Textausschnitt:
━━━━━━━━━━━━━━━━━━━━

Zur gleichen Zeit sind hunderttausende von Kosovo-Albanern durch die Häusersprengungen (i.O. "bombing campaign") und Militäraktionen des Regimes und der KLA (Kosovo-liberation-army UCK) gezwungen, ihr Heil in einer beispiellosen Flucht in die Ungewissheit zu suchen.

Es ist offensichtlich, dass dieser Weg in die Katastrophe führt und eine friedliche und faire Lösung des Kosovo-Problems durch internationale Vermittlung, die wir seit Jahren unterstützt haben, scheint heute weiter entfernt zu sein als je zuvor.

Die bisherigen Aktivisten unserer Organisationen auf den Gebieten der Demokratisierung, Entwicklung einer Zivilgesellschaft und der Aufnahme der Bundesrepublik Jugoslawien in alle internationalen Institutionen, haben unter ständigem Druck und Einschüchterungen durch das serbische Regime gestanden.
 

Wir, die Angehörigen der zivilen gesellschaftlichen Gruppen haben couragiert und landesweit gegen den Krieg und nationalistische Propaganda und für die Menschenrechte gekämpft.

Wir stellen hiermit klar, dass wir immer unsere Stimme gegen die Unterdrückung der Kosovo-Albaner erhoben und Respektierung ihrer Freiheit und Garantierung ihrer Rechte gefordert haben. Auch die Wiedererlangung der Autonomie für das Kosovo haben wir gefordert.

Wir betonen, dass in all den Jahren die einzige Verbindung und Zusammenarbeit zwischen Serben und Albanern allein durch die zivilen gesellschaftlichen Institutionen aufrecht erhalten worden sind.

Die Militäraktion der NATO hat alles, was wir erreicht haben untergraben und das Überleben des zivilen Sektors in Serbien gefährdet.

━━━━━━━━━━━━━━━━━━━━

Auszüge der Zeilen:
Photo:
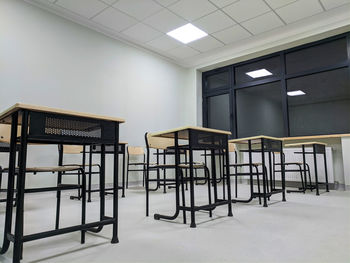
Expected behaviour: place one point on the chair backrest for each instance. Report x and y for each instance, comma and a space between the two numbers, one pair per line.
5, 132
73, 149
231, 147
136, 150
159, 142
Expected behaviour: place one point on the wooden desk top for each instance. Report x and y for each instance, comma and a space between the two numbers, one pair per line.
315, 137
254, 139
5, 115
304, 143
183, 132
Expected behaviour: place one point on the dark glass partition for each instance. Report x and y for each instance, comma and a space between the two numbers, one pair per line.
259, 110
321, 55
325, 106
219, 112
252, 105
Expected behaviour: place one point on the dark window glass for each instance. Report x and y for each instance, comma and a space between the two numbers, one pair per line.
317, 56
219, 112
325, 107
272, 65
218, 80
259, 110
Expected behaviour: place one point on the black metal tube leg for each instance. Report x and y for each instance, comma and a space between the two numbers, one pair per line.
18, 243
326, 170
315, 165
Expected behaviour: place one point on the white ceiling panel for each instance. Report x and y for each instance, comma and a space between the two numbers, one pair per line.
166, 2
299, 10
232, 34
192, 9
263, 23
85, 8
223, 3
206, 43
246, 9
141, 33
114, 19
109, 2
329, 4
164, 43
278, 3
139, 9
214, 22
183, 52
165, 21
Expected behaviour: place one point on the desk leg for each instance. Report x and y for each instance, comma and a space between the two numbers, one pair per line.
10, 184
315, 165
22, 159
304, 166
193, 216
228, 178
325, 169
115, 187
123, 177
264, 172
283, 174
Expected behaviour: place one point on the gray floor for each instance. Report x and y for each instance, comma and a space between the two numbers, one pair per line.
306, 228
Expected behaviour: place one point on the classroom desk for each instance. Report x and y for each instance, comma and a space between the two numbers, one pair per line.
265, 144
317, 148
44, 125
197, 138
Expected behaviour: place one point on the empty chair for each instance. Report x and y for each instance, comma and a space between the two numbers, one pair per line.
136, 152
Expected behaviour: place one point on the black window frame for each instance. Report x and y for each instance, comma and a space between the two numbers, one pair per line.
283, 77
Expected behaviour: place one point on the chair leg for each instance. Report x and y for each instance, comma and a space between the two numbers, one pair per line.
258, 181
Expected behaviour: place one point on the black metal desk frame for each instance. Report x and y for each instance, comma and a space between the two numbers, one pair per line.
316, 149
199, 140
54, 128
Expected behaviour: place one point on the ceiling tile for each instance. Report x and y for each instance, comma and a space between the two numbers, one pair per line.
192, 9
165, 21
85, 8
114, 19
164, 43
139, 9
214, 22
299, 10
222, 3
206, 43
141, 33
166, 2
232, 34
329, 4
109, 2
263, 23
278, 3
183, 52
244, 10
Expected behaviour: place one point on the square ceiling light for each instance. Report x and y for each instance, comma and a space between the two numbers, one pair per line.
259, 73
295, 93
187, 33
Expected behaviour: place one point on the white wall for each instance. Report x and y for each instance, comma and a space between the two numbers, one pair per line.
47, 60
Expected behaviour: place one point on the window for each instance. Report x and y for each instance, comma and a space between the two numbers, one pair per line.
325, 106
259, 110
219, 112
317, 56
218, 80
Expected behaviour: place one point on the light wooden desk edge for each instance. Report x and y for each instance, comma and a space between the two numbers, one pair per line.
4, 116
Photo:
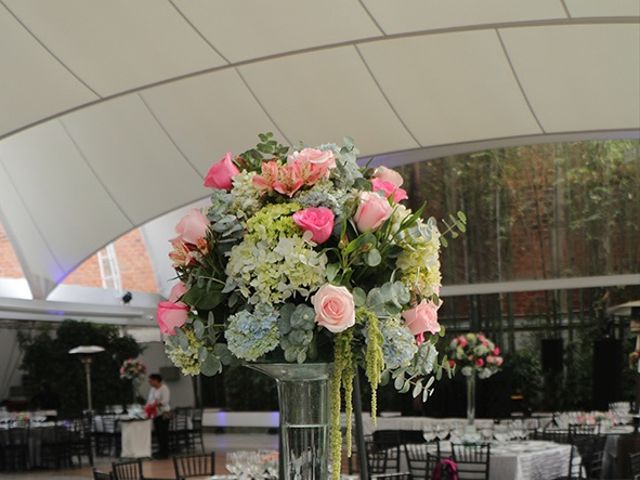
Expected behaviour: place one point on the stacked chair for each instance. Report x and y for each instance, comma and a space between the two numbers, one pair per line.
472, 460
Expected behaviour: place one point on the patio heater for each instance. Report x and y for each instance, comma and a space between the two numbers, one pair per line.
86, 353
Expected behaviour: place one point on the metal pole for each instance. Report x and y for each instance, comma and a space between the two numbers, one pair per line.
87, 373
357, 405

━━━━━━━━━━━━━━━━━━━━

Arbeitsaufträge:
a) Wähle jede Zeile aus, die das Wort „wooden“ enthält, und schreibe sie unverändert ab.
b) Greife die Stellungnahme ziviler Gruppen zum Kosovo-Konflikt auf und führe sie nach ihrem letzten Satz weiter.

Die Antworten:
a)
Expected behaviour: place one point on the wooden desk top for each instance. Report x and y for each instance, comma and a space between the two numbers, one pair per line.
Expected behaviour: place one point on the light wooden desk edge for each instance. Report x and y for each instance, comma and a space between the two numbers, one pair per line.

b)
Konfrontiert mit der tragischen Situation, in der wir uns selbst befinden und im Namen menschlicher Ideen und Werte sowie in Übereinstimmung mit all unseren früheren Aktivitäten, fordern wir:

a. sofortiger Stop der Häusersprengungen und Stop aller Truppenbewegungen

b. Wiederaufnahme des Friedensprozesses mit internationaler Vermittlung auf der regionalen Ebene des Balkans und Europas als auch im Rahmen der Vereinten Nationen

c. Teilung der Verantwortung zwischen der EU und Russland bezüglich ihres Beitrages zu einer friedlichen Lösung der Krise

d. Ende der ethnischen Säuberungen und sofortige Rückkehr aller Flüchtlinge

e. Unterstützung der Bürger Montenegros bei der Bewahrung von Frieden und Stabilität, bei der Bewältigung des Flüchtlingsproblems und bei der Fortsetzung der laufenden demokratischen Prozesse

f. Wir fordern die serbische sowie die internationale Presse auf, die Öffentlichkeit auf professionelle Weise zu informieren anstatt einen Medienkrieg anzustacheln, interethnischen Hass zu schüren, irrationale öffentliche Meinungen zu schaffen und Gewalt als die ultimative Vollendung des menschlichen Verstandes zu glorifizieren

Wir können diese Forderungen nicht selbst verwirklichen. Wir erwarten von Euch, unsere Forderungen zu unterstützen und sie in Eure Initiativen und Aktionen einzubeziehen.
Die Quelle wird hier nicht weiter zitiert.